- What the task asks
Word for word, return the lines from the top of the listing to the line containing "23L118 39L109 61L118", both ends included, and no others.

- Records supplied

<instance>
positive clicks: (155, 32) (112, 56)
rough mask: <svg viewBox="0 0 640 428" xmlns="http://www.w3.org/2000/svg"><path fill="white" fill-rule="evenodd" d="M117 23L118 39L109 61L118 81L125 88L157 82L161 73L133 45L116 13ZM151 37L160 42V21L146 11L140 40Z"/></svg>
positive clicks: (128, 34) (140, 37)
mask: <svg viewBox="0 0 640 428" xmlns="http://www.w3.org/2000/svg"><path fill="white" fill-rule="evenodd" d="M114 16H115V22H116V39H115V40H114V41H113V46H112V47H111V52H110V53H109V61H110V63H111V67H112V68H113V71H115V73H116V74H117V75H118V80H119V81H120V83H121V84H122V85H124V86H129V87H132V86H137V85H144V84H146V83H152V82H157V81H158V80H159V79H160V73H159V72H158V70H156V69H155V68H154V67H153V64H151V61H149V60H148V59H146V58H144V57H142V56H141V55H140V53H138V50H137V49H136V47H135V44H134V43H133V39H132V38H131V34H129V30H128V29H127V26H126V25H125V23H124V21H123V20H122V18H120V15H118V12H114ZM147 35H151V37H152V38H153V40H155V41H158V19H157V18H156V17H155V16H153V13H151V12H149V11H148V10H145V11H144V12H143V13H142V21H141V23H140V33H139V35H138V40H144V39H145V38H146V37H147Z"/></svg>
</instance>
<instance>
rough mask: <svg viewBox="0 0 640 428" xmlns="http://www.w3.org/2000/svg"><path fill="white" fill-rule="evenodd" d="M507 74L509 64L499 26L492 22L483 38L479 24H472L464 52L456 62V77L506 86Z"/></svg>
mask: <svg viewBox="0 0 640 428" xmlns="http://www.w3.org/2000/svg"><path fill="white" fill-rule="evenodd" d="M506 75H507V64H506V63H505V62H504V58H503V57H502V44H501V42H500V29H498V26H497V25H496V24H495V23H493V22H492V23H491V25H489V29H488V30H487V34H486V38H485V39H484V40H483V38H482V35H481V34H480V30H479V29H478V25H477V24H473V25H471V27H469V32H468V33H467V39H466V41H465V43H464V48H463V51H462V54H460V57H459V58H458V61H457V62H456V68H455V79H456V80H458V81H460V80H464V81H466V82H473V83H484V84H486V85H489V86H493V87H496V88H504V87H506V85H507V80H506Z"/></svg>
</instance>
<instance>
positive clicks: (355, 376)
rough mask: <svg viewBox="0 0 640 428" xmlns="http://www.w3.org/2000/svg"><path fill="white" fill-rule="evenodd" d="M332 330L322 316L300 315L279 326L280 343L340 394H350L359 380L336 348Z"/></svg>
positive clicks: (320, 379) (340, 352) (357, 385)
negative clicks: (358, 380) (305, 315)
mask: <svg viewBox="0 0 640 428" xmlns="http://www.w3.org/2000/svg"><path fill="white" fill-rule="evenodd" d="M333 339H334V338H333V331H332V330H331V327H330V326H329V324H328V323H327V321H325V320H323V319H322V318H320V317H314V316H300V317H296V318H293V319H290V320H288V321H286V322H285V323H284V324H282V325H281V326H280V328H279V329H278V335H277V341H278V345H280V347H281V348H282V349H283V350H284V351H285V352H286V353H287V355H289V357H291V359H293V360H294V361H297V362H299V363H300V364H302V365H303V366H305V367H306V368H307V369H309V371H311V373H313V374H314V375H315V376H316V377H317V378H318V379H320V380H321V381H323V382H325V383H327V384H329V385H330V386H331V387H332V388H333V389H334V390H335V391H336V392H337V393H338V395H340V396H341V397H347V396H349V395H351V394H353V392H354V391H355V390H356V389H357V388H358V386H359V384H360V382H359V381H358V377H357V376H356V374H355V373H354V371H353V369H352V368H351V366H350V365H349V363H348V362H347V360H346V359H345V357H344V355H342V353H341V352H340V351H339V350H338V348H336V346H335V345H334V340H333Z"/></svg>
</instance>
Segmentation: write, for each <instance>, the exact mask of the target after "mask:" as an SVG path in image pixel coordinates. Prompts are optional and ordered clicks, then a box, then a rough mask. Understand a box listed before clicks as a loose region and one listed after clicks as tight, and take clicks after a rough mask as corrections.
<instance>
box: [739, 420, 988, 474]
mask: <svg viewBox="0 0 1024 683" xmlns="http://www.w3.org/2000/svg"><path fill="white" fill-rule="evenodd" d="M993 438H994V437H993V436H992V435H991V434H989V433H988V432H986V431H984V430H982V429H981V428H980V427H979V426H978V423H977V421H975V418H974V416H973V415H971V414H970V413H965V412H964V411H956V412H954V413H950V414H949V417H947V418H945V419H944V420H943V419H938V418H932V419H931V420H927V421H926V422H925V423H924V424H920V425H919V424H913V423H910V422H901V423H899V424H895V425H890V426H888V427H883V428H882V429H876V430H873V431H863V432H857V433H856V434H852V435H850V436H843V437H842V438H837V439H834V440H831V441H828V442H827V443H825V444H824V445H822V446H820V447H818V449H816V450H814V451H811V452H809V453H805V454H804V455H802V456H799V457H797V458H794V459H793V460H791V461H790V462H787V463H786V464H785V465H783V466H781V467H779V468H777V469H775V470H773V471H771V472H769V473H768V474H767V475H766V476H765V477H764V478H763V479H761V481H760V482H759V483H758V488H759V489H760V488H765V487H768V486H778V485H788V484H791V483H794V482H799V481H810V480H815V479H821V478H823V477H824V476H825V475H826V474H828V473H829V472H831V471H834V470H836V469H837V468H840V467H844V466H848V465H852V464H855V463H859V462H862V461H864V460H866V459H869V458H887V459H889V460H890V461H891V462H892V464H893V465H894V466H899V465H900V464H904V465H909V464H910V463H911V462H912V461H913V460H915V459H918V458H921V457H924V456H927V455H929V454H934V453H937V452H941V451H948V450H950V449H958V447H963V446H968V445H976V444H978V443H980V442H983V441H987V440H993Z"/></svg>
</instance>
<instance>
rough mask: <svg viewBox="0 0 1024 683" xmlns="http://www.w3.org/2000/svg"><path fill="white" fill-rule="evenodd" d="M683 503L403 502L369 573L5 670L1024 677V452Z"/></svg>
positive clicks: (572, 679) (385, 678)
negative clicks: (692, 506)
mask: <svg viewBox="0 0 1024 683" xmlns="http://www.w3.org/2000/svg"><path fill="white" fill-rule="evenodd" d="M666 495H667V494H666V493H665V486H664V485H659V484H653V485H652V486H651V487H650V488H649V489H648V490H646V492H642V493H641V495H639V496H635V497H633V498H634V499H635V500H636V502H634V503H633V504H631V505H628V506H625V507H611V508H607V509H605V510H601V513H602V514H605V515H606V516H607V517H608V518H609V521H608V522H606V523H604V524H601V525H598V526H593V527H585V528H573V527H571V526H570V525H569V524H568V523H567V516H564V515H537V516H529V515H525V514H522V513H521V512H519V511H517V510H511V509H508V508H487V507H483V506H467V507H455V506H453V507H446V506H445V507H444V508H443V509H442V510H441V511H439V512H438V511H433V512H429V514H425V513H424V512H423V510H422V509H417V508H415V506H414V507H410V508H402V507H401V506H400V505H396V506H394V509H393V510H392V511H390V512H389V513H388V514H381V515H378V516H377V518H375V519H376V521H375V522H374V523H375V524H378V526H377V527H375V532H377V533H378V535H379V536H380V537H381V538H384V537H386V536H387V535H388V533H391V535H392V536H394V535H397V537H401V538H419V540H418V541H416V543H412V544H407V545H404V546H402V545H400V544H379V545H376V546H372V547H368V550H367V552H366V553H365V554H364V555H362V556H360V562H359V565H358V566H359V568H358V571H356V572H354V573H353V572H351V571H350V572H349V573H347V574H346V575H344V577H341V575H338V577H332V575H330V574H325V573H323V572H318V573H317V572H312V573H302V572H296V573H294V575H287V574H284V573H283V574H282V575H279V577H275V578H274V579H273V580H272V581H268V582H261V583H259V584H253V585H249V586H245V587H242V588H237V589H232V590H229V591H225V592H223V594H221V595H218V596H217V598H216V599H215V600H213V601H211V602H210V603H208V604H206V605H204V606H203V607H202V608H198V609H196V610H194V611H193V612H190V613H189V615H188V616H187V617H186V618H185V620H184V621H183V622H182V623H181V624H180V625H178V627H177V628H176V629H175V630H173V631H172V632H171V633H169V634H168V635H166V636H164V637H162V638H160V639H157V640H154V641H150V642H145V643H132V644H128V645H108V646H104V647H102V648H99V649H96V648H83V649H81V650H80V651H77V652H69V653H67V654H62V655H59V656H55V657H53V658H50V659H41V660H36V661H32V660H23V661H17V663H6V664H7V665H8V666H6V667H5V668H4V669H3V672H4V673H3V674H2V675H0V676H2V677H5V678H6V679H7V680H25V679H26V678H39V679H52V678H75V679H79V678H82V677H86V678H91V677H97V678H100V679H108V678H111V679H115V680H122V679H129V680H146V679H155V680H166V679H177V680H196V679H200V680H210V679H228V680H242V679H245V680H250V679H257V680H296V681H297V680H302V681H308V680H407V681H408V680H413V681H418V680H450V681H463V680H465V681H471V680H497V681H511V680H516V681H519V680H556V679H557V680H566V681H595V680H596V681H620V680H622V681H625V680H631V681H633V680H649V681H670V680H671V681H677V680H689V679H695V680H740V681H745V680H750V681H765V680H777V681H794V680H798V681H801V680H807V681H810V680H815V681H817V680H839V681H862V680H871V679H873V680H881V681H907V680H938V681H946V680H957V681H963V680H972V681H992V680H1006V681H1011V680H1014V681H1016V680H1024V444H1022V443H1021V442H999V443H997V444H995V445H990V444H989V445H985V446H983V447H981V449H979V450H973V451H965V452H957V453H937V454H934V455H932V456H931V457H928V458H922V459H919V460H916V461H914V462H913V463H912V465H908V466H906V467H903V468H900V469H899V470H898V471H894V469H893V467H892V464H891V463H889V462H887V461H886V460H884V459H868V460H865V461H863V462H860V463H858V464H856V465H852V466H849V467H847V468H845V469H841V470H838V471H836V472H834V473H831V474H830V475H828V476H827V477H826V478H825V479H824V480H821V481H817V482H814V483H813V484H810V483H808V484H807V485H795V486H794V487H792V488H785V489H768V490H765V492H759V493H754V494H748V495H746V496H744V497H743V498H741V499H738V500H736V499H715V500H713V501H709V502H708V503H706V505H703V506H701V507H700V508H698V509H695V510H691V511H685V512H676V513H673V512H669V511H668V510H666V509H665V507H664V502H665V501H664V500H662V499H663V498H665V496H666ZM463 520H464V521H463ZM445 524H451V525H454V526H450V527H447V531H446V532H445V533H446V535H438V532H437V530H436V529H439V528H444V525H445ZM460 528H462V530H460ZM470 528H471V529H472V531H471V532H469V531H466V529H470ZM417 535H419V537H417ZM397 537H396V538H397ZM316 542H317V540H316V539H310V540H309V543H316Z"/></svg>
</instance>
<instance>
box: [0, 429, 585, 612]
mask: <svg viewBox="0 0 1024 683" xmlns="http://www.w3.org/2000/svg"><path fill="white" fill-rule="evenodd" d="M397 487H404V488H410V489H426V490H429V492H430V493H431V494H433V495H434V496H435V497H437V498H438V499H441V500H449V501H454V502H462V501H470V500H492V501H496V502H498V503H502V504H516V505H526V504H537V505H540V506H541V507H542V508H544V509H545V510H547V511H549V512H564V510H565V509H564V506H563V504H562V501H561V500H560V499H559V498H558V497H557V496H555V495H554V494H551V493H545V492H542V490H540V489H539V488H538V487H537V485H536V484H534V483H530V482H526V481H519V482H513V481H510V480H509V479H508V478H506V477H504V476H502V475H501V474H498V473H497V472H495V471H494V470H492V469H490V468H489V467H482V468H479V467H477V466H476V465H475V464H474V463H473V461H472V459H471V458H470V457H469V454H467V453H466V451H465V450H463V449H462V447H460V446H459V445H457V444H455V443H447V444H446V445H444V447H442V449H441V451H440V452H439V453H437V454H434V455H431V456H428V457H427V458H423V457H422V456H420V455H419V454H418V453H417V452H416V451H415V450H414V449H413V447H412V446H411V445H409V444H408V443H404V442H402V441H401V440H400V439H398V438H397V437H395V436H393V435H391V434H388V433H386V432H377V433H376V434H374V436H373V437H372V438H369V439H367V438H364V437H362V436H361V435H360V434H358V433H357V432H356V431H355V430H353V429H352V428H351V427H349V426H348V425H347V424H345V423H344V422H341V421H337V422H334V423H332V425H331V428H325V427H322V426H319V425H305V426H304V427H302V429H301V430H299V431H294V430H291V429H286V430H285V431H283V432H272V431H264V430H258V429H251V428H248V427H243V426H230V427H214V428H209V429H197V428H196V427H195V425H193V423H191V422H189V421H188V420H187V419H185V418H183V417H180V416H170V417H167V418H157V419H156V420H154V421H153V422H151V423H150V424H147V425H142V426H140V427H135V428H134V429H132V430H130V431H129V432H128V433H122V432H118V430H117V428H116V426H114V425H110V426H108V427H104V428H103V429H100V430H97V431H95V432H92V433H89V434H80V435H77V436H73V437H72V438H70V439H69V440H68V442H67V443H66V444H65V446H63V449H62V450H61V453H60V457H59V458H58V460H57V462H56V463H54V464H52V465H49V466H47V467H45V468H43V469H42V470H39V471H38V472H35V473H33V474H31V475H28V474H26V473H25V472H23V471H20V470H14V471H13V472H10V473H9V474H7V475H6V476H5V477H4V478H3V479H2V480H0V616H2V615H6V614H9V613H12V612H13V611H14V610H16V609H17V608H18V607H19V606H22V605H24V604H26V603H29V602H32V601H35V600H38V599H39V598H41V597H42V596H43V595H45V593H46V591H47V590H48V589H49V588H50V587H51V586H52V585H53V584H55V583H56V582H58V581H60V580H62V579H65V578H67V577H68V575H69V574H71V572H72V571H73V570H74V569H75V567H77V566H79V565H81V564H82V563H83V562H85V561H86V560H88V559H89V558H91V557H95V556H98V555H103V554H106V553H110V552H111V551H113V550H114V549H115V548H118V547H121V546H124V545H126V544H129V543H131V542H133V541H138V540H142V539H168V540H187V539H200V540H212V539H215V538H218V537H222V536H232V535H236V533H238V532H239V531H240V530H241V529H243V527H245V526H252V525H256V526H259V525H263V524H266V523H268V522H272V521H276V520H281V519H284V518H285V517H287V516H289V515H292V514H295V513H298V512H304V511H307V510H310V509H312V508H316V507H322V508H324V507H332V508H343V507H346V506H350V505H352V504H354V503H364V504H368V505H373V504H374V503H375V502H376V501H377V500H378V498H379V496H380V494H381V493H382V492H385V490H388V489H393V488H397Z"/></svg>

- Written response
<instance>
positive clicks: (155, 32) (112, 56)
rough mask: <svg viewBox="0 0 640 428" xmlns="http://www.w3.org/2000/svg"><path fill="white" fill-rule="evenodd" d="M117 23L118 39L109 61L118 81L125 88L157 82L161 73L133 45L116 13ZM151 37L160 42V21L146 11L140 40Z"/></svg>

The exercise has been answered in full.